>>>

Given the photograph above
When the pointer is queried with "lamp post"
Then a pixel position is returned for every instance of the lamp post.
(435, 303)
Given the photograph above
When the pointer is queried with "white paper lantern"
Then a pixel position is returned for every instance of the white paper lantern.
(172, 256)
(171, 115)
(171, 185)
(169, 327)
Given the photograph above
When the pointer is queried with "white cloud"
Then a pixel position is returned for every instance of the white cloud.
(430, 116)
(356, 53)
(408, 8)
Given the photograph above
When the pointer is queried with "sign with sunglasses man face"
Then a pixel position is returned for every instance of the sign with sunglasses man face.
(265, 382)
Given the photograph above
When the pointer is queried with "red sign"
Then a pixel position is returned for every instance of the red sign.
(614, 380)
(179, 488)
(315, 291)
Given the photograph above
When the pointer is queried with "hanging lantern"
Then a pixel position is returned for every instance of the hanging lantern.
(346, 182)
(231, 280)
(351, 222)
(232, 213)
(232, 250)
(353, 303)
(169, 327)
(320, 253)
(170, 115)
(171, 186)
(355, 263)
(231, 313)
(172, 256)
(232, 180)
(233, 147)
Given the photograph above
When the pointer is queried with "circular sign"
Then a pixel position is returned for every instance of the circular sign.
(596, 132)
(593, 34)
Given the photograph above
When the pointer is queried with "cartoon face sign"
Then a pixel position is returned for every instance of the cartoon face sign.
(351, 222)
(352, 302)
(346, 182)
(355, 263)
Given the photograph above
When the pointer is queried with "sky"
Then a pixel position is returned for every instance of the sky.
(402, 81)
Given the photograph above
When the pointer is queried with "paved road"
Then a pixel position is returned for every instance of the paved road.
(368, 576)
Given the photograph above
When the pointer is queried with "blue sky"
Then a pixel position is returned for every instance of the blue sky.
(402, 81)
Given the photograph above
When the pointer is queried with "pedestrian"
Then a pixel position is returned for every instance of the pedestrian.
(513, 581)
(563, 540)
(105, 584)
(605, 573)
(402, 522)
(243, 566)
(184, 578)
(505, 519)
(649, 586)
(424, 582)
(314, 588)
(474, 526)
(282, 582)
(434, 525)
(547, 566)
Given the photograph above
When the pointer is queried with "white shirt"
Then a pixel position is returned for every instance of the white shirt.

<<<

GOAL OF THE EXERCISE:
Pull out every line above that contains the string "shirt", treating uppercase and lowercase as different.

THE REPLY:
When the pointer is queried with "white shirt"
Then a pixel position is returned for every instance of the white shirt.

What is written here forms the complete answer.